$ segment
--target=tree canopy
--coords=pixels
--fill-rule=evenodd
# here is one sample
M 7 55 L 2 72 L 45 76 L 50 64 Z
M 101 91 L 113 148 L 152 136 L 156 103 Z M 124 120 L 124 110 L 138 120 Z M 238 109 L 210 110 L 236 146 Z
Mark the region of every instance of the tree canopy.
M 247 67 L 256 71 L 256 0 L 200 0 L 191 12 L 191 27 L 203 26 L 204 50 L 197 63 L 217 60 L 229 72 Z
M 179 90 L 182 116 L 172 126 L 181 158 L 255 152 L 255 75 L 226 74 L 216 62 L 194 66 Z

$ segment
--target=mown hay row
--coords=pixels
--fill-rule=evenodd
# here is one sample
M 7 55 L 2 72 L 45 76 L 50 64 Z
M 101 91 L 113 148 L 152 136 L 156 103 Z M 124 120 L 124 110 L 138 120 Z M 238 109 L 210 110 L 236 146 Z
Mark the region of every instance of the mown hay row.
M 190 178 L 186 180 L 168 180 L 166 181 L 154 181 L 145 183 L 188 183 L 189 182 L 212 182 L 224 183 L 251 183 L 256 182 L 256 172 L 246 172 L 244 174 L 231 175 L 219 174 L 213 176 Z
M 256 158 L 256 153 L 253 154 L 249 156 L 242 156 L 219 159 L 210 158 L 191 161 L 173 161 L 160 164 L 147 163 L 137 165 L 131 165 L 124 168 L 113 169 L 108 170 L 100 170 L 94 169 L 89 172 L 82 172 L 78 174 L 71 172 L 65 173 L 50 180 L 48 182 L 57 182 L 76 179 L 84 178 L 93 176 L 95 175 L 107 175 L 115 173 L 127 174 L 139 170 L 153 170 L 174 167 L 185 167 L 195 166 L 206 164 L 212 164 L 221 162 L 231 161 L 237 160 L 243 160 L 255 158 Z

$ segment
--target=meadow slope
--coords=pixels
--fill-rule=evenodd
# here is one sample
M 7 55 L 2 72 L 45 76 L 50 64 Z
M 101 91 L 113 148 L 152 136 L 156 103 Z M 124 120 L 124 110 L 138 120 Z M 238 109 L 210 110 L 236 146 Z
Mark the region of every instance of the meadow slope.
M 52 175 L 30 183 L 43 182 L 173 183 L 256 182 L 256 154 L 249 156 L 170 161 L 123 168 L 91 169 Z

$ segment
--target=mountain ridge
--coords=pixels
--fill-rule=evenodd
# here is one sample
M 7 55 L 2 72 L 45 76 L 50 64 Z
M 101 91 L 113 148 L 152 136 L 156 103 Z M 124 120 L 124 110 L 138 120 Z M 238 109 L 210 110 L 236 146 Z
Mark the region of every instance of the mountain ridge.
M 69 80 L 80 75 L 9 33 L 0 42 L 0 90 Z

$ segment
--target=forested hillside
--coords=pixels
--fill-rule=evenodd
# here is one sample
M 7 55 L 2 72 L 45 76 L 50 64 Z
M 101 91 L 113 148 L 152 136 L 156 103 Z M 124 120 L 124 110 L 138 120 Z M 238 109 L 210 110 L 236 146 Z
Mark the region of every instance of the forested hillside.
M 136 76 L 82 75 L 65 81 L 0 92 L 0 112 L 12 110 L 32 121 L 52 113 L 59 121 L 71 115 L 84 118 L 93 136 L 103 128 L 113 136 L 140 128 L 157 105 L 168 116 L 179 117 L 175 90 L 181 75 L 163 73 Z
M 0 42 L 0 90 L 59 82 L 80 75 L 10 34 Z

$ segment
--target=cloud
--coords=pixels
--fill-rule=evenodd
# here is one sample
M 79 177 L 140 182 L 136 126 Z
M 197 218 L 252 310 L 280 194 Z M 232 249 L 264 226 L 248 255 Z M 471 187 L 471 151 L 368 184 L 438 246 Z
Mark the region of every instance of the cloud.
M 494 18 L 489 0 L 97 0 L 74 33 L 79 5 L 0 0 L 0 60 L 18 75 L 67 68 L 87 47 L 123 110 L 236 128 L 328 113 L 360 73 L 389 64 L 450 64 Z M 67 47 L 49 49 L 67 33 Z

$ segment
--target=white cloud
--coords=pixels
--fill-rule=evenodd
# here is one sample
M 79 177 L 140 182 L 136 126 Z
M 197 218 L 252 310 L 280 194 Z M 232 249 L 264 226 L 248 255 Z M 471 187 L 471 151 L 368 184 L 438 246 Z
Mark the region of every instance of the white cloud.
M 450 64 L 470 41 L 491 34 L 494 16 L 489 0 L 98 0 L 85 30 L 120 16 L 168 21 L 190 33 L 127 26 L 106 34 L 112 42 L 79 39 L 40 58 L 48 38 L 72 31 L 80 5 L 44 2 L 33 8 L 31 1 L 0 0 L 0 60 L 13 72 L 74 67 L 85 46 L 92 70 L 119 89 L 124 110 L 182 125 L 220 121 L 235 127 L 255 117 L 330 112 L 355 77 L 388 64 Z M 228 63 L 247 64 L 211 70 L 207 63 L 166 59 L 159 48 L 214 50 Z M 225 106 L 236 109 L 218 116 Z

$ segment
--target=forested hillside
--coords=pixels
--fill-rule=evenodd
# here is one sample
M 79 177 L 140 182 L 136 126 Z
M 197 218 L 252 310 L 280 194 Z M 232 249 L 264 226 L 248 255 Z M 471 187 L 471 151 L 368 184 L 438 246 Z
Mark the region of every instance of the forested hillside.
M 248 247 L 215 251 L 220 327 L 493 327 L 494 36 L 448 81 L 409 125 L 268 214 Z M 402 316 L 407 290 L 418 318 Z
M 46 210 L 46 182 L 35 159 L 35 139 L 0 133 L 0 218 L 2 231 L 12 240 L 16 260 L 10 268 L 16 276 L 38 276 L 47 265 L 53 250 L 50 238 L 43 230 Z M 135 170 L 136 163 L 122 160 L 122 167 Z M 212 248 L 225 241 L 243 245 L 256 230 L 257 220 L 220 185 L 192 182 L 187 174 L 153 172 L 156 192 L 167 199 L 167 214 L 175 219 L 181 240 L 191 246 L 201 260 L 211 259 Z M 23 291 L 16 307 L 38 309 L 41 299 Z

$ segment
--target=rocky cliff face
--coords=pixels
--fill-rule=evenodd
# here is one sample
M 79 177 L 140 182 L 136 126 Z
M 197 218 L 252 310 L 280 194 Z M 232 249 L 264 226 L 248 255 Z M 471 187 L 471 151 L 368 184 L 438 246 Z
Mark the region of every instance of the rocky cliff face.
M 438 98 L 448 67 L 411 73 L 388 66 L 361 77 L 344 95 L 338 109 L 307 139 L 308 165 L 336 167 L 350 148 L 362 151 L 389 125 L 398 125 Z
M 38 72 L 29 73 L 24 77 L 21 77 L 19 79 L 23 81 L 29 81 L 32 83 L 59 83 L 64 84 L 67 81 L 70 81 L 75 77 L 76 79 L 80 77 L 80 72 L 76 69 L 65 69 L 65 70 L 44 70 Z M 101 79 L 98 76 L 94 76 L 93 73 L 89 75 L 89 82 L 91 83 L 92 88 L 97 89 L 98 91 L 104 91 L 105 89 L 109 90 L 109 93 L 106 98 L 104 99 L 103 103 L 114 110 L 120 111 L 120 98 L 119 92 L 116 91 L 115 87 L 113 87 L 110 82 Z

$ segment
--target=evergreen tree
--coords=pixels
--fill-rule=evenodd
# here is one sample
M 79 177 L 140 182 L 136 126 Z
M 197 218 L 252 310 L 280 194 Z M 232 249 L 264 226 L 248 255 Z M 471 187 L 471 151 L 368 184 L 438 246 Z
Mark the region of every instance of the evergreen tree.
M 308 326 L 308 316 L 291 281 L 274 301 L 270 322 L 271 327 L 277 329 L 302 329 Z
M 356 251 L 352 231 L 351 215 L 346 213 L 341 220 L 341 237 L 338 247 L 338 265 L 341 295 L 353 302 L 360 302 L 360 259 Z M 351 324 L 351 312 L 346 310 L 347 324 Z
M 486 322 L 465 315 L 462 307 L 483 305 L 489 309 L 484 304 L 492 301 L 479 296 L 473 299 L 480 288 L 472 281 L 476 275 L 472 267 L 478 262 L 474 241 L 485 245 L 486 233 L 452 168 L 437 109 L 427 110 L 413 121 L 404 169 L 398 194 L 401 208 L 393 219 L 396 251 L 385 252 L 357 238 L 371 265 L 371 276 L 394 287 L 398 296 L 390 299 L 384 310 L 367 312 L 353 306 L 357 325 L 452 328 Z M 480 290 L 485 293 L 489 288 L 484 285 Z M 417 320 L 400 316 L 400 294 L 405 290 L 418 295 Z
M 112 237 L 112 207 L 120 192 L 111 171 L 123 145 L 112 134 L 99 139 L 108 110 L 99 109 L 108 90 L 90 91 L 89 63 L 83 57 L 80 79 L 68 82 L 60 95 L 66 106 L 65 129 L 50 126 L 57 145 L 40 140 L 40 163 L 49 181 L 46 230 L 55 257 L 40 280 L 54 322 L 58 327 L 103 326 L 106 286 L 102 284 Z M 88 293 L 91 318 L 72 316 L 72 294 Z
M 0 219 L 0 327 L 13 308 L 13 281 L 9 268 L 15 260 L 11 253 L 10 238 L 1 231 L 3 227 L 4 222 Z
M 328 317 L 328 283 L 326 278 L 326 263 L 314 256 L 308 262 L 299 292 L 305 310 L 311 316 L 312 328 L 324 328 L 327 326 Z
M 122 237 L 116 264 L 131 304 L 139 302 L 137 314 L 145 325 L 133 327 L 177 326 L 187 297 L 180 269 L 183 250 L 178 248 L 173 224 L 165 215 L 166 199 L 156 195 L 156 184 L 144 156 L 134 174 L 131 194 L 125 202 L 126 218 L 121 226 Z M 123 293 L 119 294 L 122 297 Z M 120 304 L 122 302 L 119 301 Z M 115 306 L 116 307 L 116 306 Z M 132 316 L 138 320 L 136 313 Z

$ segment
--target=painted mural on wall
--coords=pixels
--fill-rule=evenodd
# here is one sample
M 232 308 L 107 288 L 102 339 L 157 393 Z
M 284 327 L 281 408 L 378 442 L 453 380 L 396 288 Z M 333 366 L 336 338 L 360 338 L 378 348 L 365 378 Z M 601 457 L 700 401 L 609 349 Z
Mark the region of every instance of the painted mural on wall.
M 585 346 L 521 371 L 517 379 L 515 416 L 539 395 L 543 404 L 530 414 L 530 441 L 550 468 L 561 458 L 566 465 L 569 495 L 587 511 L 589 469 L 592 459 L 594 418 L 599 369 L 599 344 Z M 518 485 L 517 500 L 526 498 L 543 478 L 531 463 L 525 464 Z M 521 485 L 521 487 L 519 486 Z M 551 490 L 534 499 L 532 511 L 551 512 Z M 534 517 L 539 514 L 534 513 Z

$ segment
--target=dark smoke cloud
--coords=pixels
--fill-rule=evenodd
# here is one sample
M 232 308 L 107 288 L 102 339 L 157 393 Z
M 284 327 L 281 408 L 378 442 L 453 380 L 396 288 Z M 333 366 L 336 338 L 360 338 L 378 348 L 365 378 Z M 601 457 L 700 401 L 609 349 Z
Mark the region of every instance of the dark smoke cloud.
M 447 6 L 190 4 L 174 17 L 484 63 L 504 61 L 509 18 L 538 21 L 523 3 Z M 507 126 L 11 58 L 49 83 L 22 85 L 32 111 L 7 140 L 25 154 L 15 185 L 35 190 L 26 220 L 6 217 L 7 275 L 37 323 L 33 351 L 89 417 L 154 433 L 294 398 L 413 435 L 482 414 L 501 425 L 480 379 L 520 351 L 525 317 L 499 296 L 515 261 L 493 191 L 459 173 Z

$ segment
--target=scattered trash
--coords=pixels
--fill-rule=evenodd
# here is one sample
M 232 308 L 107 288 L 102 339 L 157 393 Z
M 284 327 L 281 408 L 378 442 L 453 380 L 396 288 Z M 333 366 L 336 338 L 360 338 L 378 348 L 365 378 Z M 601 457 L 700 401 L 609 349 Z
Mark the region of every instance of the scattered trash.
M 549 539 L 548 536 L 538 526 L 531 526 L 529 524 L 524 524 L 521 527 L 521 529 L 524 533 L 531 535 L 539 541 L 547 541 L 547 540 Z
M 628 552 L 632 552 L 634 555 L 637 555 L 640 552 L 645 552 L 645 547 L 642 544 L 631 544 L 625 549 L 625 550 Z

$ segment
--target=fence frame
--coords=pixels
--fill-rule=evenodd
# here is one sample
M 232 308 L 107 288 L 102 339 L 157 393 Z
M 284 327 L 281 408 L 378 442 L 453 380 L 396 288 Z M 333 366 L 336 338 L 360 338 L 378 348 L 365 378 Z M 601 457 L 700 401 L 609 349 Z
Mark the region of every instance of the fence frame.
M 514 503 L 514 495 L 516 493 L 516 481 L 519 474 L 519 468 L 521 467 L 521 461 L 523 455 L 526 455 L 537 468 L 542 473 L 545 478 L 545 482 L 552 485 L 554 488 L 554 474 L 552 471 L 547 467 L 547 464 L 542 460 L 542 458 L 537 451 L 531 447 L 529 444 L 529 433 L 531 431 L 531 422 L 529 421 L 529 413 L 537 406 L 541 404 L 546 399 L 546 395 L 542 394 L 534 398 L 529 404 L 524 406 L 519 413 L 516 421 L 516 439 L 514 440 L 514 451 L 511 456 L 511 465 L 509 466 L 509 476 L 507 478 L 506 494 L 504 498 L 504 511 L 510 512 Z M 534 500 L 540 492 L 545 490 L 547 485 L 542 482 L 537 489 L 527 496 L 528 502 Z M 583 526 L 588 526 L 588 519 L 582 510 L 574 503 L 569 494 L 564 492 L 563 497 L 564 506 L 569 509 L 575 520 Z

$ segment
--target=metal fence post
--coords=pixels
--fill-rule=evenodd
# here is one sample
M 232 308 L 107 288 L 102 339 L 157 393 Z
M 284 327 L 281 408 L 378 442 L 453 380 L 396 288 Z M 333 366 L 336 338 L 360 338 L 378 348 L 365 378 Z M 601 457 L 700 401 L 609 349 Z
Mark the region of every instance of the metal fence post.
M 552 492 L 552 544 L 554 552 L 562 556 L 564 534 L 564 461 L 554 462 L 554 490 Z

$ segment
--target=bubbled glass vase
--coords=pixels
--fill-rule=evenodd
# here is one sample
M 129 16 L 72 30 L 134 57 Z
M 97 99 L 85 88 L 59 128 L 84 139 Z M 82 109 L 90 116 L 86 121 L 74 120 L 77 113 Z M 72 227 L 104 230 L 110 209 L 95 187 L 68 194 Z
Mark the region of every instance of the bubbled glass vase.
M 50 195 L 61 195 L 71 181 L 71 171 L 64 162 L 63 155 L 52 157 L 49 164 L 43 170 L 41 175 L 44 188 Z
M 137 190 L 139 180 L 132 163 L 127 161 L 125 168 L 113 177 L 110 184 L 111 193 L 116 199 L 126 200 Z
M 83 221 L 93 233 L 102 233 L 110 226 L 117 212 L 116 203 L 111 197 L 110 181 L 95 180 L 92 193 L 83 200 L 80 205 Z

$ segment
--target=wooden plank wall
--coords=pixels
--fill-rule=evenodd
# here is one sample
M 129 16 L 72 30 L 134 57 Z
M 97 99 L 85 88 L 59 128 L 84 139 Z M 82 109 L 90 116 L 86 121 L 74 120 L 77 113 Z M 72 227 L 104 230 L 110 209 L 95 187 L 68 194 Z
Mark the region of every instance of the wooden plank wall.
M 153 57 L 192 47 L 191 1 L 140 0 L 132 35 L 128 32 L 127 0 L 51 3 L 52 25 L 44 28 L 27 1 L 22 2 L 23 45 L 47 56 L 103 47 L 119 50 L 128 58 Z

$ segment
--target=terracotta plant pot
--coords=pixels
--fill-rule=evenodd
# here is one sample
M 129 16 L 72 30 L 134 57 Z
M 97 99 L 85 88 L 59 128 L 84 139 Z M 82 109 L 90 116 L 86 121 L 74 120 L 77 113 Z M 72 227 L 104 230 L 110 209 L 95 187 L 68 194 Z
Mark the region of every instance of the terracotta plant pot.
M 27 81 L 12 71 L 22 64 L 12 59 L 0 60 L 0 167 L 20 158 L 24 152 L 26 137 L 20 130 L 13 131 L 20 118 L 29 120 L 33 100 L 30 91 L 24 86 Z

GOAL: Copy the records above word for word, from their first line through the line that contains "M 247 67 L 256", including that line, and output nothing else.

EXERCISE RESULT:
$ segment
--target=tree canopy
--coords=pixels
--fill-rule=evenodd
# here is one sample
M 7 55 L 2 72 L 45 76 L 50 64 Z
M 101 91 L 113 148 L 152 136 L 156 103 Z M 124 120 L 124 110 L 138 120 Z M 238 109 L 210 110 L 236 146 Z
Mark the region of every instance of the tree canopy.
M 247 67 L 256 71 L 256 0 L 200 0 L 191 12 L 191 27 L 203 26 L 204 50 L 197 63 L 217 60 L 229 72 Z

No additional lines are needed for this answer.